------ Extracted records

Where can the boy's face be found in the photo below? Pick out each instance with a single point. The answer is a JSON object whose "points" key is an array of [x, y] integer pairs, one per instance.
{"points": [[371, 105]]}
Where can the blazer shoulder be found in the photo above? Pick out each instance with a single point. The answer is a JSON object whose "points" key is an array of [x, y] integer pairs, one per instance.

------------
------ Extracted records

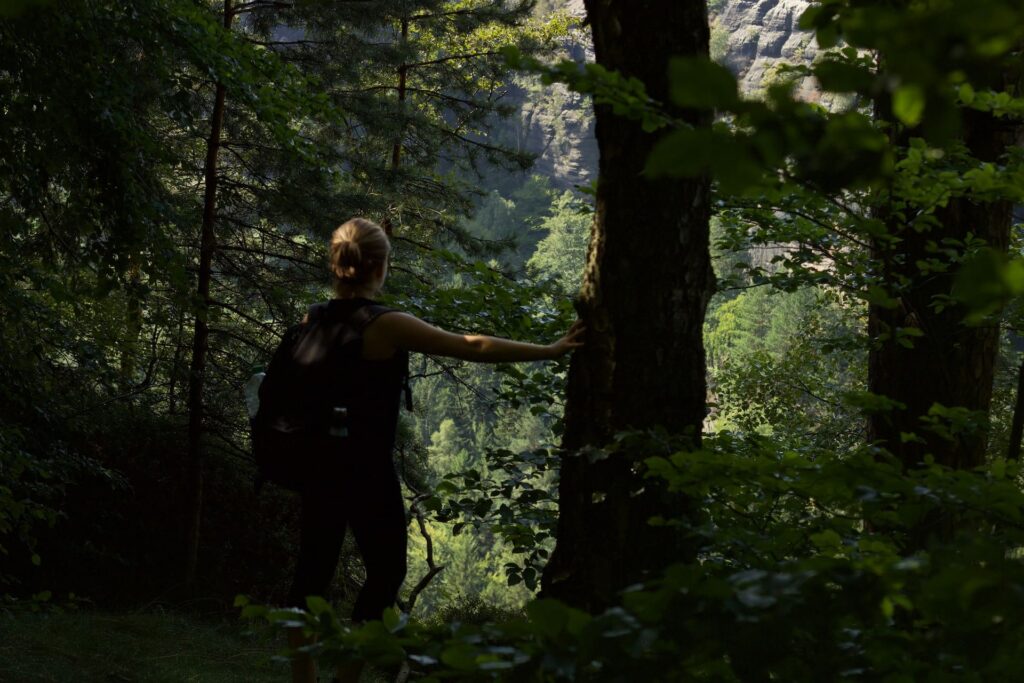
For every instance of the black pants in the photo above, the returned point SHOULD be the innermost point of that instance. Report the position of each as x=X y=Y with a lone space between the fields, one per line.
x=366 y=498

------------
------ Extracted records

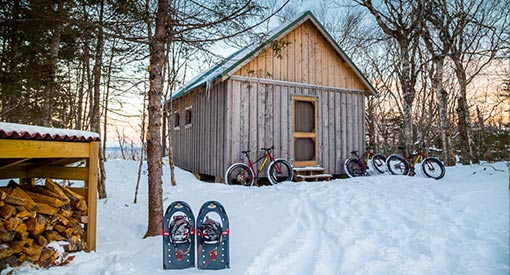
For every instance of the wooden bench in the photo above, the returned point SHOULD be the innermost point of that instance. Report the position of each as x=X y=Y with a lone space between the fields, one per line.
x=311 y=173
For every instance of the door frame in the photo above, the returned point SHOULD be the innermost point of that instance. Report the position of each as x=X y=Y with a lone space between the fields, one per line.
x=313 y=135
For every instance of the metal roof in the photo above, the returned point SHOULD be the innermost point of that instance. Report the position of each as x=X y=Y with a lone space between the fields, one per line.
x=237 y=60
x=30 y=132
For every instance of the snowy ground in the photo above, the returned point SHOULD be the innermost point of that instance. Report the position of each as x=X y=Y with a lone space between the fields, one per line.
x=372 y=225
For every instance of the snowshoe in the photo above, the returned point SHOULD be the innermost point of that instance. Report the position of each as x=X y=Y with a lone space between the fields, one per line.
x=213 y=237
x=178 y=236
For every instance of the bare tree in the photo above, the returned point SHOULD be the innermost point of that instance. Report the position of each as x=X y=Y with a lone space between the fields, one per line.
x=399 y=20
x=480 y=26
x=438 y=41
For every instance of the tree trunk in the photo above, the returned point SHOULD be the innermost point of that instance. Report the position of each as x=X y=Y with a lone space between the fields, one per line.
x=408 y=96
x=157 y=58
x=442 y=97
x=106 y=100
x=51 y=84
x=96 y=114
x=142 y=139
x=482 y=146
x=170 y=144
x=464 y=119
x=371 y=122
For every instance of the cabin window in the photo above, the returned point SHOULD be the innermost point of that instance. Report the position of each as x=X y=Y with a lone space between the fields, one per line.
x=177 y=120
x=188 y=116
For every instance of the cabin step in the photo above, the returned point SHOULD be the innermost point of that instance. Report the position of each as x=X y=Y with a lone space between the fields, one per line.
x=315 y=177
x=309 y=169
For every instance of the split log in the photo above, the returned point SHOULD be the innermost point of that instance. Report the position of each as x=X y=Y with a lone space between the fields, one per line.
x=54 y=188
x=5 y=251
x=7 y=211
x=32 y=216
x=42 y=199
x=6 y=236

------------

**What the exercise asks:** Copy the rows from the line with "For every instance of the cabin window" to the line with "x=188 y=116", both included, word for word.

**Solution for this exercise:**
For every instance of the cabin window in the photo above, the returned point SHOULD be the innermost point of that instance. Report the position of each as x=X y=Y with a lone space between the fields, one per line.
x=177 y=120
x=188 y=116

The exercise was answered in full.